----- Excerpted records -----

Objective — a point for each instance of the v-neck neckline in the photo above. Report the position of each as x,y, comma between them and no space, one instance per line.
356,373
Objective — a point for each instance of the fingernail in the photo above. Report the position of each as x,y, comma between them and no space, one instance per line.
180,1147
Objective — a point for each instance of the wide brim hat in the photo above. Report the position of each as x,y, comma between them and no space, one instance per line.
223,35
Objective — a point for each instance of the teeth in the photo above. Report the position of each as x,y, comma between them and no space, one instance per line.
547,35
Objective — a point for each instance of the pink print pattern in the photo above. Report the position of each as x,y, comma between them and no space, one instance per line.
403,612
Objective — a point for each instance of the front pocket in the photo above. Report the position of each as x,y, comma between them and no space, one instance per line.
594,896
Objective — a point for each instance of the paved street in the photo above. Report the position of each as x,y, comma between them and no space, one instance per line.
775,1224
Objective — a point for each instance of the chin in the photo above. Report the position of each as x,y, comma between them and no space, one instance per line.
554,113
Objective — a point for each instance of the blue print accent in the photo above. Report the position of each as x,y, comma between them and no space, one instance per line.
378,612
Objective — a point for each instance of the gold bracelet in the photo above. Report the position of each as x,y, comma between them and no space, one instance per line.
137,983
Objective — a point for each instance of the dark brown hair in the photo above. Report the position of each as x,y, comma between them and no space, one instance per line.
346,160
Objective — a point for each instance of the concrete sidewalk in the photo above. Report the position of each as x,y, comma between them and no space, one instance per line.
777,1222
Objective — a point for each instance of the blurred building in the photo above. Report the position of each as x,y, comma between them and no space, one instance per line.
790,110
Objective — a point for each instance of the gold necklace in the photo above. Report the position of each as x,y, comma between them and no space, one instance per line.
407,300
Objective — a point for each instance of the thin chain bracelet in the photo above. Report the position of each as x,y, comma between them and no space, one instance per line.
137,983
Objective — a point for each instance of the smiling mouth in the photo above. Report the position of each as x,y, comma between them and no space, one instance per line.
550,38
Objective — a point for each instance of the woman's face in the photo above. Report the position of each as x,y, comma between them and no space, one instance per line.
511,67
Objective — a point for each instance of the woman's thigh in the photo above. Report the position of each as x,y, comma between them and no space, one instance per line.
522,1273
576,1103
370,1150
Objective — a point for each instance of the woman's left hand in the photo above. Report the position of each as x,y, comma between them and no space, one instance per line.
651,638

-----

Task directions | Extract each line from the listing above, please, and repeat it exactly.

Written solution |
Objective — a point for each instance of the v-neck neckline in the photo above. Report the position of each as x,y, comma between them and no space, one instance per line.
356,373
Objective — a point for each instance of the fingernail in the photo above. Report the position of each as x,y, comma between them and no space, one instance per line.
180,1147
Objective — a point for each instance of the wide brim hat in the photo above. Report the position of each as x,y, comma between them and no space, one instance per line.
223,35
Objective — a point for each instance of the teeth in the photo above. Report the position of each as x,y, comma between them and no space, one instance per line.
547,35
Objective — a point for each instance of the pink print pattern in the photo above. Report the position of each as x,y, comma between them and no space, one instance per line.
403,612
Objective — a point for each instance of the front pocket in the photo above. Report the position of each as x,y, comma between them and no space, one instance per line.
594,896
Objective — a point for each instance of the paved street in the photo above. Report the position of each as x,y, comma between them and no space, one instance per line.
775,1224
Objective — a point for each instance of the chin in the photo above. Report the position of each as x,y, comma between them and no space, one instance per line.
554,113
Objective — a point for each instance of the blue print accent in the photo above. Report the position of each as x,y, comma between them and no space, one instance per line.
378,612
Objective — a point for each instance of the gold bracelet in the photo above. Report the position of each as x,y, comma between them and no space, one instance per line.
137,983
Objective — a point for each instance of the dark brown hair in the photo above. Report the position of each as x,y, comma between them and no space, one instance per line.
346,160
Objective — a point for each instance of the concrete sidewalk in the photo above. Report the position of each as x,y, comma between them and no space, one instance per line.
777,1222
Objective — a point for each instance of the blurred building in the photo above. Report the position of each as x,y, comma between them and no space, one instance per line.
790,110
Objective — a point for each instance of the gold necklace in the photo above. Report the position of each as x,y, comma between them and no space, one instance per line.
407,300
Objective — a point for each instance of the thin chain bracelet in the photo above. Report the position of each as x,y, comma between them and no space, one instance per line.
137,983
Objective — a point for each instance of the smiling mouth in the photo above. Report the position of each as x,y, comma between them and no space, one instance per line.
550,38
Objective — a point for each instance of the woman's face in the photo above. Report the position of each as x,y, comma between them and no space, one instance per line.
511,67
Objective — a point for each instance of the woman's thigh in the photo above. Report the position of each as x,y, comma between them and no space, one instance per line.
522,1273
576,1103
370,1150
Objective — a point for each instance of the woman's left hand in the photo above. Report the position of each as x,y, comma between them and no space, one instance per line.
651,638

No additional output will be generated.